| Stated exercise |
Output the line that contains "the reflected sky." and every line after it to the end of the entries, with nothing added or left out.

*** Stored rows

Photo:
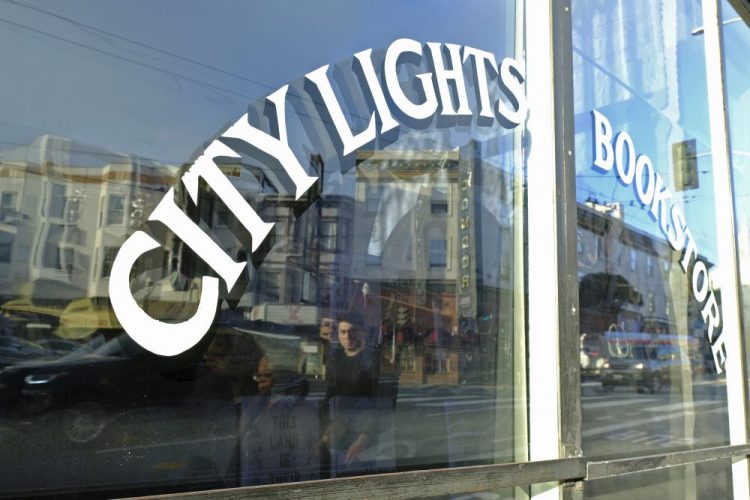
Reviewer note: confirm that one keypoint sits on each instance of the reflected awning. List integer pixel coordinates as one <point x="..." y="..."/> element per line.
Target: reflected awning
<point x="26" y="305"/>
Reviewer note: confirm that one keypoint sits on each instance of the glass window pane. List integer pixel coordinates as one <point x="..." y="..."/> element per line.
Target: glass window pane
<point x="369" y="320"/>
<point x="700" y="481"/>
<point x="650" y="313"/>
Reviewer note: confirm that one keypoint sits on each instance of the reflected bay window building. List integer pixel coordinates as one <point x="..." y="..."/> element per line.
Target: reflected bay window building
<point x="378" y="249"/>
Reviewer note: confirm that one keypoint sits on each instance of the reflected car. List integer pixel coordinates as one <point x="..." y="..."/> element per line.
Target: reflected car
<point x="647" y="367"/>
<point x="83" y="387"/>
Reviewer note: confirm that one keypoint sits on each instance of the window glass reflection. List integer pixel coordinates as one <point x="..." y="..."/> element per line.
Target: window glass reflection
<point x="373" y="330"/>
<point x="649" y="377"/>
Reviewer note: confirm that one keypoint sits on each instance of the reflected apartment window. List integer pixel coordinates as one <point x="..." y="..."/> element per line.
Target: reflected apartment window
<point x="6" y="247"/>
<point x="372" y="198"/>
<point x="115" y="209"/>
<point x="8" y="207"/>
<point x="439" y="201"/>
<point x="438" y="253"/>
<point x="109" y="258"/>
<point x="57" y="201"/>
<point x="328" y="234"/>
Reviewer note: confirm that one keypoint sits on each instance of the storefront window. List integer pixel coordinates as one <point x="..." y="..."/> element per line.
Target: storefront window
<point x="703" y="480"/>
<point x="651" y="347"/>
<point x="375" y="324"/>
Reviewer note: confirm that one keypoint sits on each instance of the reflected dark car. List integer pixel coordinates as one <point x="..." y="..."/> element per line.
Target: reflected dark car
<point x="647" y="367"/>
<point x="17" y="350"/>
<point x="84" y="387"/>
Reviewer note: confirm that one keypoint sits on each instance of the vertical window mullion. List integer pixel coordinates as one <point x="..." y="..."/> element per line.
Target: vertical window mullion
<point x="543" y="283"/>
<point x="725" y="233"/>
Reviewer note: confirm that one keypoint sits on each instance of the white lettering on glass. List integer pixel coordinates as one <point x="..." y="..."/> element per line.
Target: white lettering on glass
<point x="170" y="339"/>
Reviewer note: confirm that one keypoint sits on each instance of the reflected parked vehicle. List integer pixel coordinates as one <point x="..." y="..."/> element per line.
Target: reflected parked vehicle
<point x="647" y="367"/>
<point x="84" y="386"/>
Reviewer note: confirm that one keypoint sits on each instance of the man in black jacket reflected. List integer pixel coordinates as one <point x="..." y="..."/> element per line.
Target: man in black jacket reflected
<point x="350" y="400"/>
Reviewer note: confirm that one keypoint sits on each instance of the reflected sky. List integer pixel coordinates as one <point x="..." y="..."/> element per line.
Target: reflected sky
<point x="157" y="80"/>
<point x="641" y="65"/>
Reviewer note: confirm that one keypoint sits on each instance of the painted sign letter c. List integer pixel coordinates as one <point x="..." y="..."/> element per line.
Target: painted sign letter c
<point x="165" y="339"/>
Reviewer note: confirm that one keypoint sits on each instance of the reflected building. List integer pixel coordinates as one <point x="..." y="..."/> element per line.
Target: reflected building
<point x="432" y="260"/>
<point x="66" y="209"/>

******

| Expected answer |
Reviewer note: confirm that one keypoint sits on each instance of the reflected sky. List integer pixel coordinates as one <point x="..." y="..."/> element per line.
Target: reflected sky
<point x="157" y="80"/>
<point x="641" y="65"/>
Reviewer note: confirm that one keypoint sits on each instance of the painted sign letter c. List integer pixel coordinates as one <point x="..." y="..."/> element per line.
Target: painted sign letter c
<point x="165" y="339"/>
Reviewer note: confirm that one keypoint sits on each instance of the reflected building. List integer pixel coordinates as one <point x="..." y="..."/> element per line.
Target: reflected building
<point x="432" y="260"/>
<point x="66" y="209"/>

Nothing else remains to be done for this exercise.